(Entries from an annotation dataset)
↓↓↓

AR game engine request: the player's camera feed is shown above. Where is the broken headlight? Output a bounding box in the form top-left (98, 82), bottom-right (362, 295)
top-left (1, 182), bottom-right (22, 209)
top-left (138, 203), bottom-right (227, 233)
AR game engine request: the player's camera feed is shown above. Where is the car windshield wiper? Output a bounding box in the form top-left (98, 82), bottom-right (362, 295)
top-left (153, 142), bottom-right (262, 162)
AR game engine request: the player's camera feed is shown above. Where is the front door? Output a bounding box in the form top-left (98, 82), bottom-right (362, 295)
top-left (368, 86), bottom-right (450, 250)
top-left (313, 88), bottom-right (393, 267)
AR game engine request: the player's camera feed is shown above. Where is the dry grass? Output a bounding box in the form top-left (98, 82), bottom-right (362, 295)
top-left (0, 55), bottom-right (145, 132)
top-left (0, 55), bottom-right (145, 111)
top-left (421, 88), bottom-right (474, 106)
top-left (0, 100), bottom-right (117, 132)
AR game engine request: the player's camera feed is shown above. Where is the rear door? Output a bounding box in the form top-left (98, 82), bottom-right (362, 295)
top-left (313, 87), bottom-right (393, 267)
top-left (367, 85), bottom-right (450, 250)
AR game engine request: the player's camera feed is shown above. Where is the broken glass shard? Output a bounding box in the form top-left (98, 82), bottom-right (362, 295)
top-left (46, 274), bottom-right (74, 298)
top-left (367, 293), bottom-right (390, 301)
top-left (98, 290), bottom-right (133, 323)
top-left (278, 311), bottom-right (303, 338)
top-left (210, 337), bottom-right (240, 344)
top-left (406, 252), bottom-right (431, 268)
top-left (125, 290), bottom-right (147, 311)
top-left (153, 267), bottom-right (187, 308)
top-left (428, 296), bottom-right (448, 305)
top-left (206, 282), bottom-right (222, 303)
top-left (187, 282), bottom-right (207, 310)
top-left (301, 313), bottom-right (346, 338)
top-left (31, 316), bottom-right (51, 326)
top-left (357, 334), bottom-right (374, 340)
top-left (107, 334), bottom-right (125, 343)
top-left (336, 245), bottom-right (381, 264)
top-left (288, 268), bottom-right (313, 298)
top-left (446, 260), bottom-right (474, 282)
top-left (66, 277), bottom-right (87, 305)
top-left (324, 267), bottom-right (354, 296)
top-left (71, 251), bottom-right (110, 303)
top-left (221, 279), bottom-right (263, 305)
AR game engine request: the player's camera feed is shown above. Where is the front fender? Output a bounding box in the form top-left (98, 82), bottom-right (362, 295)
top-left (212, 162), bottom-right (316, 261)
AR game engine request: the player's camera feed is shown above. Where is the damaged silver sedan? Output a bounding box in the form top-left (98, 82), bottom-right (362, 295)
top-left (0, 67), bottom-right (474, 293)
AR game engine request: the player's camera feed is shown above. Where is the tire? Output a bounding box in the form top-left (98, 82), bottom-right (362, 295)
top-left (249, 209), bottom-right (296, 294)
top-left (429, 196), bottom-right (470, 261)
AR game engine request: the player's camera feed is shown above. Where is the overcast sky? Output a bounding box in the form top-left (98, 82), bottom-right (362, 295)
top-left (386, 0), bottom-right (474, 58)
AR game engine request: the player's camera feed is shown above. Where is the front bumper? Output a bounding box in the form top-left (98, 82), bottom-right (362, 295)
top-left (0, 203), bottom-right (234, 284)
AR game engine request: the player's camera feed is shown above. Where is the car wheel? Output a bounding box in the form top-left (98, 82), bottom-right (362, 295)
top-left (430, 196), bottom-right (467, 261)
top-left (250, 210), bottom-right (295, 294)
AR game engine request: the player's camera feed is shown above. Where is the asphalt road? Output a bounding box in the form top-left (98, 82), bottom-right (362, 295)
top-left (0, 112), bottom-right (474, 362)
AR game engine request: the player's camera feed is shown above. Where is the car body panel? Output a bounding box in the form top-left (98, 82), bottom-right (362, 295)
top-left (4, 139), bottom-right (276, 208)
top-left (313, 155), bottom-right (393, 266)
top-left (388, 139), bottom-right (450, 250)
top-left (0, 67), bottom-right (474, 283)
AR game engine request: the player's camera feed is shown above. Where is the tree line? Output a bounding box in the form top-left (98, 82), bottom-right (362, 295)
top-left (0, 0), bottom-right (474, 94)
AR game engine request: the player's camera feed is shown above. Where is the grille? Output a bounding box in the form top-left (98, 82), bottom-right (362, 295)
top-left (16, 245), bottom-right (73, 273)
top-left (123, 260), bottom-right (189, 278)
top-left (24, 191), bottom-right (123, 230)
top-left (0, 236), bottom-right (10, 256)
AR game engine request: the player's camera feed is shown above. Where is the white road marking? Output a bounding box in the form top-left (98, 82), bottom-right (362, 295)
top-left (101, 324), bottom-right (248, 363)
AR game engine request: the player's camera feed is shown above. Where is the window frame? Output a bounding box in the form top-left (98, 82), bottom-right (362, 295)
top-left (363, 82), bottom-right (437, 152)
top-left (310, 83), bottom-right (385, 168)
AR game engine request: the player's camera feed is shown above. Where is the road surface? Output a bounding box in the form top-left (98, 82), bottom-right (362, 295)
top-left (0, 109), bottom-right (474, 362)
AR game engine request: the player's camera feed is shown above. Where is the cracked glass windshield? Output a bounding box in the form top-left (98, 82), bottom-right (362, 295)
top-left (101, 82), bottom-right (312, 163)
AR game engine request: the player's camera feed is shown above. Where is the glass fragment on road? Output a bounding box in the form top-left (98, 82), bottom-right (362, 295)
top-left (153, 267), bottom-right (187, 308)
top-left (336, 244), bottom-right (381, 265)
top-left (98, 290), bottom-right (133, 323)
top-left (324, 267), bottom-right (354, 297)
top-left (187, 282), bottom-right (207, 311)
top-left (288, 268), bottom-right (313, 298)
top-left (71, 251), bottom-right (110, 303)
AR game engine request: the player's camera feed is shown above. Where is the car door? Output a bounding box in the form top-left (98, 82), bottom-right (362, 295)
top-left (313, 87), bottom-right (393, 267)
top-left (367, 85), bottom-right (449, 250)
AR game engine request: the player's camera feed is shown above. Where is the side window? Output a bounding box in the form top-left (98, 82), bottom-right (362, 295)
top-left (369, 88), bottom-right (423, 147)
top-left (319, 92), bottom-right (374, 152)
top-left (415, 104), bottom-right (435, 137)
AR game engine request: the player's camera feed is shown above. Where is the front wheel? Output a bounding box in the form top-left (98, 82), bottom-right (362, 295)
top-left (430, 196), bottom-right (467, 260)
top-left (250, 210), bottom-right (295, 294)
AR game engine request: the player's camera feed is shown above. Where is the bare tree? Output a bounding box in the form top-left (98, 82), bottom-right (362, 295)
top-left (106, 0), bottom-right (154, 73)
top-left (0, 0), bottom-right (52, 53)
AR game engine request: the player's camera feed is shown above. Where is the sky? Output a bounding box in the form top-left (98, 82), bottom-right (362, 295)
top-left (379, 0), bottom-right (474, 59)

↑↑↑

* **WHAT TO WORK ON**:
Format the material above as a JSON list of strings, one string per line and no strings for blank lines.

* **REPLY TO THE TASK**:
[
  "AR game engine request: the player's camera feed is shown above. Where is the broken headlight? Output a bounding box in the form top-left (98, 82), bottom-right (362, 295)",
  "top-left (1, 182), bottom-right (22, 209)",
  "top-left (138, 203), bottom-right (227, 233)",
  "AR game engine request: the player's camera feed is shown above. Where is the car windshield wiper? Output a bounding box in the form top-left (98, 82), bottom-right (362, 295)",
  "top-left (153, 142), bottom-right (262, 162)",
  "AR game engine request: the player's camera feed is shown above. Where is the front door? Output a bounding box in the form top-left (98, 82), bottom-right (362, 295)",
  "top-left (368, 86), bottom-right (450, 250)",
  "top-left (313, 88), bottom-right (393, 267)",
  "AR game engine request: the player's camera feed is shown above. Where is the dry grass? Output a bounding box in the form top-left (98, 82), bottom-right (362, 295)",
  "top-left (0, 55), bottom-right (145, 132)",
  "top-left (0, 55), bottom-right (145, 111)",
  "top-left (421, 88), bottom-right (474, 106)",
  "top-left (0, 100), bottom-right (117, 132)",
  "AR game engine request: the player's camera feed is shown above. Where is the rear door? Output a bounding box in the form top-left (98, 82), bottom-right (362, 295)",
  "top-left (313, 87), bottom-right (393, 267)",
  "top-left (367, 85), bottom-right (450, 250)",
  "AR game engine request: the player's camera feed is shown above. Where is the broken glass shard? Output a bounding box in the form top-left (98, 82), bottom-right (362, 295)",
  "top-left (46, 274), bottom-right (74, 298)",
  "top-left (367, 293), bottom-right (390, 301)",
  "top-left (98, 290), bottom-right (133, 323)",
  "top-left (278, 311), bottom-right (303, 338)",
  "top-left (210, 337), bottom-right (240, 344)",
  "top-left (406, 252), bottom-right (431, 268)",
  "top-left (125, 290), bottom-right (147, 311)",
  "top-left (153, 267), bottom-right (187, 308)",
  "top-left (428, 296), bottom-right (448, 305)",
  "top-left (206, 282), bottom-right (222, 303)",
  "top-left (187, 282), bottom-right (207, 310)",
  "top-left (301, 313), bottom-right (346, 338)",
  "top-left (31, 316), bottom-right (51, 326)",
  "top-left (357, 334), bottom-right (374, 340)",
  "top-left (107, 334), bottom-right (125, 343)",
  "top-left (336, 245), bottom-right (381, 264)",
  "top-left (288, 268), bottom-right (313, 298)",
  "top-left (446, 260), bottom-right (474, 282)",
  "top-left (66, 277), bottom-right (87, 305)",
  "top-left (324, 267), bottom-right (354, 296)",
  "top-left (71, 251), bottom-right (110, 303)",
  "top-left (221, 279), bottom-right (263, 305)",
  "AR game engine request: the player's camera feed is shown above. Where is the front fender? Output a bounding box in the form top-left (98, 82), bottom-right (362, 295)",
  "top-left (212, 162), bottom-right (316, 261)",
  "AR game engine request: the player's camera feed is shown above. Where is the damaged silver sedan? Output a bounding box in the form top-left (98, 82), bottom-right (362, 295)",
  "top-left (0, 67), bottom-right (474, 293)",
  "AR game engine request: the player's camera feed is shown above. Where is the tire? Output a bounding box in the form top-left (98, 82), bottom-right (362, 295)",
  "top-left (249, 209), bottom-right (296, 294)",
  "top-left (429, 196), bottom-right (470, 261)",
  "AR game engine request: the player's camera feed is shown above. Where is the overcast sky? Output a bounding box in the form top-left (98, 82), bottom-right (362, 295)",
  "top-left (386, 0), bottom-right (474, 58)",
  "AR game engine request: the player's camera feed is shown above. Where is the front bumper? Output a bounding box in the form top-left (98, 82), bottom-right (362, 295)",
  "top-left (0, 203), bottom-right (234, 284)",
  "AR game engine request: the player's camera feed is shown above. Where is the car wheel? Output a bounding box in the form top-left (98, 82), bottom-right (362, 295)",
  "top-left (430, 196), bottom-right (467, 261)",
  "top-left (250, 210), bottom-right (295, 294)",
  "AR game engine request: the player's camera feed is shown above. Where is the asphalt road? Output a bounding box in the form top-left (98, 82), bottom-right (362, 295)",
  "top-left (0, 112), bottom-right (474, 362)",
  "AR game engine request: the player's camera feed is shown above. Where is the car body panel? Output a bounding box in the form top-left (98, 82), bottom-right (362, 295)",
  "top-left (4, 139), bottom-right (276, 208)",
  "top-left (313, 155), bottom-right (393, 266)",
  "top-left (388, 139), bottom-right (450, 250)",
  "top-left (0, 67), bottom-right (474, 283)",
  "AR game engine request: the player's camera feed is shown above. Where is the tree line? Output a bounding box in the form top-left (98, 82), bottom-right (362, 295)",
  "top-left (0, 0), bottom-right (474, 94)",
  "AR game engine request: the player's camera feed is shown above. Where is the grille? Output a bounding box in the form top-left (98, 82), bottom-right (362, 295)",
  "top-left (16, 245), bottom-right (73, 273)",
  "top-left (123, 260), bottom-right (189, 278)",
  "top-left (24, 191), bottom-right (123, 230)",
  "top-left (0, 236), bottom-right (10, 256)",
  "AR game engine request: the player's camera feed is shown above. Where is the white road marking? Output a bounding box in the form top-left (98, 82), bottom-right (362, 295)",
  "top-left (101, 324), bottom-right (248, 363)",
  "AR game engine request: the player's camera feed is shown above. Where is the window frame? Output a bounding box in the form top-left (98, 82), bottom-right (362, 295)",
  "top-left (363, 82), bottom-right (437, 152)",
  "top-left (310, 83), bottom-right (385, 168)",
  "AR game engine request: the player's camera feed is shown above. Where is the road surface? Output a bounding box in the form top-left (98, 82), bottom-right (362, 295)",
  "top-left (0, 109), bottom-right (474, 362)",
  "AR game engine request: the player's camera feed is shown above. Where is the cracked glass windshield? Output a bounding box in the form top-left (98, 82), bottom-right (362, 295)",
  "top-left (101, 82), bottom-right (312, 163)",
  "AR game engine request: the player's camera feed is shown above. Where is the glass fragment on road? Output a bounding box in the form top-left (98, 82), bottom-right (362, 295)",
  "top-left (153, 267), bottom-right (187, 308)",
  "top-left (336, 244), bottom-right (381, 265)",
  "top-left (98, 290), bottom-right (133, 323)",
  "top-left (324, 267), bottom-right (354, 297)",
  "top-left (187, 282), bottom-right (207, 311)",
  "top-left (288, 268), bottom-right (313, 298)",
  "top-left (71, 251), bottom-right (110, 303)",
  "AR game engine request: the player's camera feed is shown above. Where is the car door? Output a bounding box in the form top-left (98, 82), bottom-right (362, 295)",
  "top-left (313, 87), bottom-right (393, 267)",
  "top-left (367, 85), bottom-right (449, 250)",
  "AR game engine request: the player's camera feed is shown above. Where is the side window? Output a bounding box in the form top-left (98, 82), bottom-right (362, 295)",
  "top-left (369, 88), bottom-right (423, 147)",
  "top-left (319, 92), bottom-right (374, 152)",
  "top-left (415, 104), bottom-right (435, 137)",
  "AR game engine request: the player's camera feed is shown above. Where is the front wheel? Output a bounding box in the form top-left (98, 82), bottom-right (362, 295)",
  "top-left (430, 196), bottom-right (467, 260)",
  "top-left (250, 210), bottom-right (295, 294)",
  "AR game engine request: the player's camera feed is shown above. Where is the bare tree? Output a bounding box in the form top-left (98, 82), bottom-right (362, 295)",
  "top-left (106, 0), bottom-right (154, 73)",
  "top-left (0, 0), bottom-right (52, 53)",
  "AR game engine request: the player's camera feed is shown above. Where is the sky? Output a bounding box in the form top-left (98, 82), bottom-right (362, 295)",
  "top-left (379, 0), bottom-right (474, 59)"
]